Przepisz bez żadnych zmian wiersze od tego, który zawiera „locate the sky.”, aż do tego, który zawiera „(3, 0), (72, 32)”, łącznie z nim.

==========

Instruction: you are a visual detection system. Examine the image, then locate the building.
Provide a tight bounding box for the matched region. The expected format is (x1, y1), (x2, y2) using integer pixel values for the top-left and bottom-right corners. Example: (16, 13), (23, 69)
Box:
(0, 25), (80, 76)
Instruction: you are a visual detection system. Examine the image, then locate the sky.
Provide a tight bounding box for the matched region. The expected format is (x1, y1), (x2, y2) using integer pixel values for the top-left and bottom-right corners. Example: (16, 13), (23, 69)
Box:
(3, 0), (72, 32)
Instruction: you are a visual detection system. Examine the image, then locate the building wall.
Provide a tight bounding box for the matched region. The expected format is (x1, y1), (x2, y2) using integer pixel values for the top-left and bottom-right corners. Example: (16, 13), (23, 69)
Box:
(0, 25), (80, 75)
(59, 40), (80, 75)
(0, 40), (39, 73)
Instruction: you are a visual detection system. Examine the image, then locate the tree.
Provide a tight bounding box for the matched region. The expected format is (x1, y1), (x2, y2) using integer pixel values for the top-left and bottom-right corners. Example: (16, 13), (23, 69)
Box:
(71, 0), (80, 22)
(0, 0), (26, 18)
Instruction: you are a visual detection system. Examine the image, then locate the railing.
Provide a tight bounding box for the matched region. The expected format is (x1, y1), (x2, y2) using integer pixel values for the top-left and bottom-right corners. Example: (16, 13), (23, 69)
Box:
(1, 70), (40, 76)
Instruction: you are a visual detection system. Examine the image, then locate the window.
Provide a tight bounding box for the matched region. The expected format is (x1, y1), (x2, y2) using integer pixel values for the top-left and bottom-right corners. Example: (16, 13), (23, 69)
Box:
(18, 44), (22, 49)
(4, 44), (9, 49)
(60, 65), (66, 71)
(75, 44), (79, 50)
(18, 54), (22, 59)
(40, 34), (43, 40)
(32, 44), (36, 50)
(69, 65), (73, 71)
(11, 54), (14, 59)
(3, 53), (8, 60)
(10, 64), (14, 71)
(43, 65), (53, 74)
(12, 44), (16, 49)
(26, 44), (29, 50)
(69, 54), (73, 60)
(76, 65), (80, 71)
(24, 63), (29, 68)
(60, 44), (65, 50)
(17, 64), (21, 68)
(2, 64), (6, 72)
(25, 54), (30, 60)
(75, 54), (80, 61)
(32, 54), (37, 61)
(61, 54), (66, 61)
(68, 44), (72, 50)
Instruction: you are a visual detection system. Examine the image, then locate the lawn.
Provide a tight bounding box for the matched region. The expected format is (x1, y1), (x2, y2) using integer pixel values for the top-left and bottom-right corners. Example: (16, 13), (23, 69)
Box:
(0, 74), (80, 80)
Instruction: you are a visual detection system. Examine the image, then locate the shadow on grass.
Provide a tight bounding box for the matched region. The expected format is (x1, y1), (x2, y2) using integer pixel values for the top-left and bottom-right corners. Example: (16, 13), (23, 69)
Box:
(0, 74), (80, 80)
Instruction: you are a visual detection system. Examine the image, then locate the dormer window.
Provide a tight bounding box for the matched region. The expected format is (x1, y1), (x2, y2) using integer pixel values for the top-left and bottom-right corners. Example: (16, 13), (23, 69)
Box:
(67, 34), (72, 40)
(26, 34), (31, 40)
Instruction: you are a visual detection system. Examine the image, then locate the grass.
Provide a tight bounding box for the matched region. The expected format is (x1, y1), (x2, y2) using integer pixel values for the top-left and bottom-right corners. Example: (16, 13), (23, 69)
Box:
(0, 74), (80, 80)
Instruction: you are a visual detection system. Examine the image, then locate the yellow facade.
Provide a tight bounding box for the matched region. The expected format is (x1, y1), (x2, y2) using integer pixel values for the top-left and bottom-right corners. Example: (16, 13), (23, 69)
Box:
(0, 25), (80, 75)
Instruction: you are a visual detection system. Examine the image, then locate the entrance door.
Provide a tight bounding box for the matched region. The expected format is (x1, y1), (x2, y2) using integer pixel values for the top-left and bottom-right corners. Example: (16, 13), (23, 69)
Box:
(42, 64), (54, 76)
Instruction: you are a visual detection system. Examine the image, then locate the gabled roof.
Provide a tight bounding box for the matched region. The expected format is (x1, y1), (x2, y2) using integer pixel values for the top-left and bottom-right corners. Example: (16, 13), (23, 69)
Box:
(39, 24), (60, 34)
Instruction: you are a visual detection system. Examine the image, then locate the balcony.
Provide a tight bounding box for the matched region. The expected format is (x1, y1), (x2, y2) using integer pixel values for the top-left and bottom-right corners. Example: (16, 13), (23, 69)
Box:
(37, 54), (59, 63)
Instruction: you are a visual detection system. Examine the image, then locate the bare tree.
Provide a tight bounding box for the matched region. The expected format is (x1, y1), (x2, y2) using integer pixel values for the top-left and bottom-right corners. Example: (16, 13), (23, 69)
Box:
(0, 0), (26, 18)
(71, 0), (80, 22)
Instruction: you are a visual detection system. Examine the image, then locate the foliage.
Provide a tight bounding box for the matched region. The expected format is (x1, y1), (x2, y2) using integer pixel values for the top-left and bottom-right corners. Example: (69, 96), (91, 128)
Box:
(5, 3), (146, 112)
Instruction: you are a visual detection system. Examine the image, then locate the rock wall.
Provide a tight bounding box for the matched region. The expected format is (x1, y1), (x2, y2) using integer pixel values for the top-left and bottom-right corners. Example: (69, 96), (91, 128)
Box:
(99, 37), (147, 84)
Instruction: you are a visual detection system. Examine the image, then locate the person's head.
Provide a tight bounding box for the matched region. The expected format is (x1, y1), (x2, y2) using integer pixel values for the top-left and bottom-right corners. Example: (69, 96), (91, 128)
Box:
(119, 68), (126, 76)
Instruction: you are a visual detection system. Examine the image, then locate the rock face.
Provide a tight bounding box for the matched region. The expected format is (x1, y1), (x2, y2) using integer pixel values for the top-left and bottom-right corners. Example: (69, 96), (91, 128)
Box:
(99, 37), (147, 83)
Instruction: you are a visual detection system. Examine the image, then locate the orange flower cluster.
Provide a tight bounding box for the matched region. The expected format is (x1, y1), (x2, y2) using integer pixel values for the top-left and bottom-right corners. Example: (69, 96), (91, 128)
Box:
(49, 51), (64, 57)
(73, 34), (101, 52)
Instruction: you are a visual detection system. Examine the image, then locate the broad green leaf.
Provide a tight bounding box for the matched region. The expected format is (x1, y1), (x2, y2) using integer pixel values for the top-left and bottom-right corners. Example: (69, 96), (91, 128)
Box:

==========

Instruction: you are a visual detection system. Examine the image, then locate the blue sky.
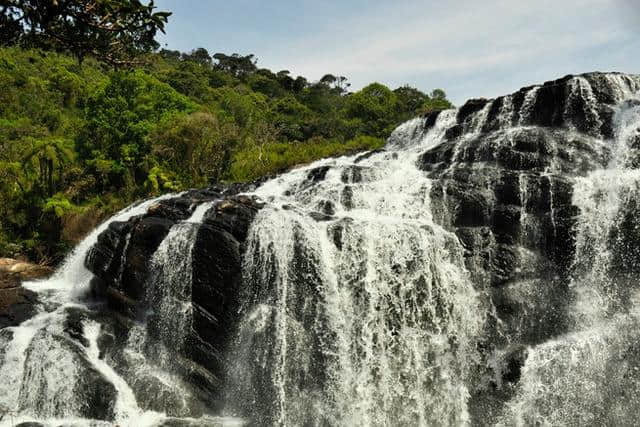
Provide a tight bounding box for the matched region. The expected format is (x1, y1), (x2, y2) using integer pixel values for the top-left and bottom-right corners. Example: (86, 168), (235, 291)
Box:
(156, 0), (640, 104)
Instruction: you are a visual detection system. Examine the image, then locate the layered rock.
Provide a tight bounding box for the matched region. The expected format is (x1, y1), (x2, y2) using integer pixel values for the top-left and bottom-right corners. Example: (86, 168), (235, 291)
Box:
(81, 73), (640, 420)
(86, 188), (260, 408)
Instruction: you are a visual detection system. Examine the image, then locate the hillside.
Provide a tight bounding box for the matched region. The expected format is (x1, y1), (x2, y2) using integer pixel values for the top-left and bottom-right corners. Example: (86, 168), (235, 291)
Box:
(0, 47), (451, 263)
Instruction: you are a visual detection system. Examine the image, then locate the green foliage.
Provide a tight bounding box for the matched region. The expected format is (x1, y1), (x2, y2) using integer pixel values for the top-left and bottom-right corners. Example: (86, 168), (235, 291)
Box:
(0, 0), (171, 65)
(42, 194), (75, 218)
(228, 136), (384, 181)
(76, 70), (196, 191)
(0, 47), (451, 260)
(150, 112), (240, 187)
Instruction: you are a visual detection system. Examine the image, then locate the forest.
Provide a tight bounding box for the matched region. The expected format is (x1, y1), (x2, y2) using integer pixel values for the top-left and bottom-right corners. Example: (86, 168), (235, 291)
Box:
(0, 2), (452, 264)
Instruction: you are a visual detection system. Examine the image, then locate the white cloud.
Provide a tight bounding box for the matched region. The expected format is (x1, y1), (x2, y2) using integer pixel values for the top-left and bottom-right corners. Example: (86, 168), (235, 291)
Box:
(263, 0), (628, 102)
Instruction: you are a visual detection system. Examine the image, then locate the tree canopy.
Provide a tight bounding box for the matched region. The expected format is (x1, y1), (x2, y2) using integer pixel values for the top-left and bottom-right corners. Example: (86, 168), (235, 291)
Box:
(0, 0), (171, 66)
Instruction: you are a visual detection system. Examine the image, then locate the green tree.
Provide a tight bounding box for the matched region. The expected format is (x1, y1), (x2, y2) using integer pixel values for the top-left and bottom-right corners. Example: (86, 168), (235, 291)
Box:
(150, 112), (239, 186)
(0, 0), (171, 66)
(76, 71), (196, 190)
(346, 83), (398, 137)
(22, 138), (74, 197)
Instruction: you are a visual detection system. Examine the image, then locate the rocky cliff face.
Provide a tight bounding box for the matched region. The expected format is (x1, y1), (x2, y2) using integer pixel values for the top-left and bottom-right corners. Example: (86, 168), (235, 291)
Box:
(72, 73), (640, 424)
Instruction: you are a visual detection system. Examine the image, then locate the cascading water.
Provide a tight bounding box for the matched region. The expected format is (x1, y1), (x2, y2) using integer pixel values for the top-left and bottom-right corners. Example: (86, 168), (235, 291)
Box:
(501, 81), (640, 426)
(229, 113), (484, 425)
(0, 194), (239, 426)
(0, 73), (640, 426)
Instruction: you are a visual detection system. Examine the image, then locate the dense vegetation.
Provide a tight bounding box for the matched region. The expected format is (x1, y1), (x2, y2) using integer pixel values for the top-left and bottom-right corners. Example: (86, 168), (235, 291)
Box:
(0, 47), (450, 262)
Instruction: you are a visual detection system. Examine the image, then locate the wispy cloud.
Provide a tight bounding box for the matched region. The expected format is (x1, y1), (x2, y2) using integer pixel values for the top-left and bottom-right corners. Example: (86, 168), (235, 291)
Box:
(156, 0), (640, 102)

==========

**Rozwiązanie zadania**
Instruction: you are a visual detection system. Examine the image, then locate the sky.
Provide a tight bounding box for the matched region. The expected format is (x1, y1), (x2, y2) using integer pixel values for the top-left and bottom-right corners. Example: (16, 13), (23, 69)
Box:
(3, 0), (72, 32)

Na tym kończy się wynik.